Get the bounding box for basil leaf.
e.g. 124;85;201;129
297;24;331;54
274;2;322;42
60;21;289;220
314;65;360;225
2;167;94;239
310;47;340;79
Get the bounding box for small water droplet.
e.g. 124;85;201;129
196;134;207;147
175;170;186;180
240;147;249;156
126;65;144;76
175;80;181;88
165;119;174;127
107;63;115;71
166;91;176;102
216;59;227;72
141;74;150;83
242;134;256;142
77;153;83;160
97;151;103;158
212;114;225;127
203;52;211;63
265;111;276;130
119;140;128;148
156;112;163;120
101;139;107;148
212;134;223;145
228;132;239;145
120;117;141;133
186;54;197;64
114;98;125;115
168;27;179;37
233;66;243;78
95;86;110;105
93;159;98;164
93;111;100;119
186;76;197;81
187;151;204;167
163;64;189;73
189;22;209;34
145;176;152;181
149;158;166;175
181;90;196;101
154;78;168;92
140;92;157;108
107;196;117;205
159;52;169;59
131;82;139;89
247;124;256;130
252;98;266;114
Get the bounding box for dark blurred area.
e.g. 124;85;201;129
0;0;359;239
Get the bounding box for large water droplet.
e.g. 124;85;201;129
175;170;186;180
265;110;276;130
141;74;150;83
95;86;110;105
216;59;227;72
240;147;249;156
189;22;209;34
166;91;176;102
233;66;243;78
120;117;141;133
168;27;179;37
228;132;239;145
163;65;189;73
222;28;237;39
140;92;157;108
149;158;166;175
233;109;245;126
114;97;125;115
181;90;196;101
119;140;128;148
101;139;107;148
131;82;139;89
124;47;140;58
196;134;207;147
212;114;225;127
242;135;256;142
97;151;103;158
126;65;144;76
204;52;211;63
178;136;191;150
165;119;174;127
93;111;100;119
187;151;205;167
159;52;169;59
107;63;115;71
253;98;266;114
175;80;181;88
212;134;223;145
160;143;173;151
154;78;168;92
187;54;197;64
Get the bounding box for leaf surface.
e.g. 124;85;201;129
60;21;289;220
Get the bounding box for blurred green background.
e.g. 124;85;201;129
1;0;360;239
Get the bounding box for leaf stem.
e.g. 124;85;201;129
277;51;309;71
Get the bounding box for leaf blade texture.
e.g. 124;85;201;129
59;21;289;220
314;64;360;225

• • • • •

## Task prompt:
Retype all of the listing exactly, leaving out no line.

## Reply to the task:
Get the bounding box for basil leaf.
e.g. 124;85;201;129
297;24;331;54
274;2;322;42
60;21;289;220
314;65;360;225
2;167;94;239
310;47;340;79
Get the bounding box for small water droplet.
e.g. 124;85;201;129
196;134;207;147
175;170;186;180
240;147;249;156
126;65;144;76
175;80;181;88
165;119;174;127
107;63;115;71
166;91;176;102
216;59;227;72
141;74;150;83
242;134;256;142
77;153;83;160
97;151;103;158
212;114;225;127
203;52;211;63
265;111;276;130
119;140;128;148
156;112;163;120
101;139;107;148
212;134;223;145
228;132;239;145
120;117;141;133
186;54;197;64
114;98;125;115
168;27;179;37
233;66;243;78
95;86;110;105
93;159;98;164
93;111;100;119
186;76;197;81
187;151;204;167
163;64;189;73
189;22;209;34
145;176;152;181
149;158;166;175
181;90;196;101
154;78;168;92
140;92;157;108
107;196;117;205
159;52;169;59
131;82;139;89
247;124;256;130
252;98;266;114
Get the bounding box for dark blurred area.
e.g. 124;85;201;129
0;0;359;239
Get the bounding box for large water droplet.
e.g. 124;85;201;129
175;170;186;180
265;110;276;130
141;74;150;83
95;86;110;105
216;59;227;72
240;147;249;156
189;22;209;34
166;91;176;102
233;66;243;78
120;117;141;133
168;27;179;37
228;132;239;145
163;65;189;73
222;28;237;39
140;92;157;108
149;158;166;175
233;109;245;126
114;97;125;115
181;90;196;101
119;140;128;148
101;139;107;148
131;82;139;89
124;47;140;58
196;134;207;147
212;114;225;127
242;135;256;142
97;151;103;158
126;65;144;76
204;52;211;63
178;136;191;150
165;119;174;127
93;111;100;119
187;151;205;167
159;52;169;59
107;63;115;71
253;98;266;114
175;80;181;88
212;134;223;145
160;143;173;151
154;78;168;92
187;54;197;64
Get the bounding box for leaf surface.
e.g. 124;85;201;129
60;21;289;220
Get the bounding box for blurred green background.
e.g. 124;85;201;129
1;0;360;239
Get the bounding box for leaf stem.
e.g. 124;85;201;129
277;51;309;71
Get the bounding box for leaf blade texture.
e.g. 124;85;201;129
59;21;289;220
314;64;360;225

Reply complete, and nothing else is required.